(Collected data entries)
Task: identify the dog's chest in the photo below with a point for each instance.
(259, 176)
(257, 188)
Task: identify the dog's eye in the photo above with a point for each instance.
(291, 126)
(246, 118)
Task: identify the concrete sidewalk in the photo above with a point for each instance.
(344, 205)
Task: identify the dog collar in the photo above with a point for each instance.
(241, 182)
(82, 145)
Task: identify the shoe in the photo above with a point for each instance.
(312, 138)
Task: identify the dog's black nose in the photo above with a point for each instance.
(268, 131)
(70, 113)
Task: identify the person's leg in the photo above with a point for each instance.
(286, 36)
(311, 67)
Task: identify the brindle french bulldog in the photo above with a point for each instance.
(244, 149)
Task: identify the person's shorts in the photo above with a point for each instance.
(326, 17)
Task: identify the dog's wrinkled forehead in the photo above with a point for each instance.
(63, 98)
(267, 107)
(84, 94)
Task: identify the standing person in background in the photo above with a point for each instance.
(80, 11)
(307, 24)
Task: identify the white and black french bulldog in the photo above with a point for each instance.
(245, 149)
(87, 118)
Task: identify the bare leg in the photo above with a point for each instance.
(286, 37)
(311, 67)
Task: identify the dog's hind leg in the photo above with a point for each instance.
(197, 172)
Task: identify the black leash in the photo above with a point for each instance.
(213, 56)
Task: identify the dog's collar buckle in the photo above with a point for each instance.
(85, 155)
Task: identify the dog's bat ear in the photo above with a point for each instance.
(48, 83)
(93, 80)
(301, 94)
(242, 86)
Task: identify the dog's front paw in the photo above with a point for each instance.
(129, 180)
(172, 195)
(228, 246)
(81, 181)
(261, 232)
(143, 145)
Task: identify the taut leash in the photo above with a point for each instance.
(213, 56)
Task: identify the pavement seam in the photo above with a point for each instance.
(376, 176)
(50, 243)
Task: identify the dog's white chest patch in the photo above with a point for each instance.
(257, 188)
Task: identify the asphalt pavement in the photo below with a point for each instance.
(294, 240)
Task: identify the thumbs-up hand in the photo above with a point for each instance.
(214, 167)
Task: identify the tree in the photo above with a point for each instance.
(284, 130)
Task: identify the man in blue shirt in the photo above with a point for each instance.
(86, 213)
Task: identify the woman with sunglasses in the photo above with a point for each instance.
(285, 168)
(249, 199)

Task details
Each line from the one containing "Task: identify the pavement" to the last line above must be returned exactly, and no line outside that range.

Answer space
Task: identify the pavement seam in the photo above with a point for each instance.
(376, 176)
(50, 243)
Task: identify the dog's white chest patch in the photo above with a point for each instance.
(257, 188)
Task: identify the asphalt pavement in the photo below with a point for each instance.
(294, 240)
Task: identify the thumbs-up hand in the photo above with a point for each instance.
(214, 167)
Task: identify the tree in the photo above with a point for each instance.
(284, 130)
Task: identify the man in blue shirt in the photo above with a point for each instance.
(86, 213)
Task: identify the woman with sunglasses in the photo above with a point for each instance.
(285, 168)
(249, 199)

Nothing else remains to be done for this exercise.